Can you transcribe every entry word for word, skipping the images?

[Dataset entries]
-.-.-
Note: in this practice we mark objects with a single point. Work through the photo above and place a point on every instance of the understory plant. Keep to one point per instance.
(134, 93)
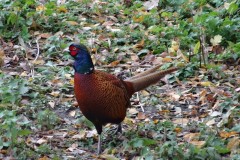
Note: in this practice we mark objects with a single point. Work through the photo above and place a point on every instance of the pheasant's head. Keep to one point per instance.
(83, 63)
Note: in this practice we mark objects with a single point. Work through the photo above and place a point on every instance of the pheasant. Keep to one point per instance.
(102, 97)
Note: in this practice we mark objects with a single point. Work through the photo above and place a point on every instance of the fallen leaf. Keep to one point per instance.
(227, 134)
(44, 158)
(177, 129)
(51, 104)
(133, 111)
(191, 136)
(141, 115)
(41, 141)
(73, 23)
(55, 93)
(233, 143)
(198, 144)
(216, 40)
(181, 121)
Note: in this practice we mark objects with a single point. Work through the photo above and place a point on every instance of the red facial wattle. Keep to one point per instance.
(73, 51)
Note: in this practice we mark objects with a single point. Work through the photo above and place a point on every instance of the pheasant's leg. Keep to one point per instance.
(99, 144)
(119, 129)
(99, 130)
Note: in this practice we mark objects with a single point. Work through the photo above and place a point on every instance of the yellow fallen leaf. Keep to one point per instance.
(44, 158)
(233, 143)
(175, 45)
(138, 19)
(55, 94)
(72, 81)
(198, 144)
(62, 9)
(40, 8)
(191, 136)
(177, 129)
(206, 84)
(227, 134)
(73, 23)
(167, 59)
(141, 115)
(216, 40)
-.-.-
ANSWER AREA
Note: in this practice we mark objects with a single point. Work through the photo above and place a point on every instance of the understory plant. Keep to one point per instance.
(134, 93)
Note: in this practice we mark objects with a single point. Work through the photo above and place a point on every instance of the pheasant's head. Keep to one point per instance.
(83, 63)
Note: in this practice we mark objects with a single point. Work through the photo above and place a point on every instance of the pheasant. Keep to one point per instance.
(102, 97)
Note: in this practice we mark objects with a single point. Work through the photo above and place a point on every instance of the fallen leaf. Keep to one point per instance.
(227, 134)
(44, 158)
(177, 129)
(51, 104)
(133, 111)
(191, 136)
(141, 115)
(41, 141)
(73, 23)
(55, 93)
(233, 143)
(198, 144)
(216, 40)
(181, 121)
Note: in this practice we mark objects with a single point. Work through the photo above and place a point on every instance of the red facial wattle. Keep to one point per instance.
(73, 51)
Note: in this practice we mark objects with a single point. Work through the photo above and place a point on every instance of the pheasant's leg. Keep to one point per instance.
(99, 144)
(119, 129)
(99, 130)
Note: in this practice we mark objects with a single point. Work through the photo above and place a point on every instance of the yellow fallen leaf. Keep to one point per instance.
(44, 158)
(233, 143)
(175, 45)
(138, 19)
(55, 94)
(72, 81)
(198, 144)
(62, 9)
(40, 8)
(191, 136)
(177, 129)
(206, 84)
(227, 134)
(73, 23)
(167, 59)
(141, 115)
(216, 40)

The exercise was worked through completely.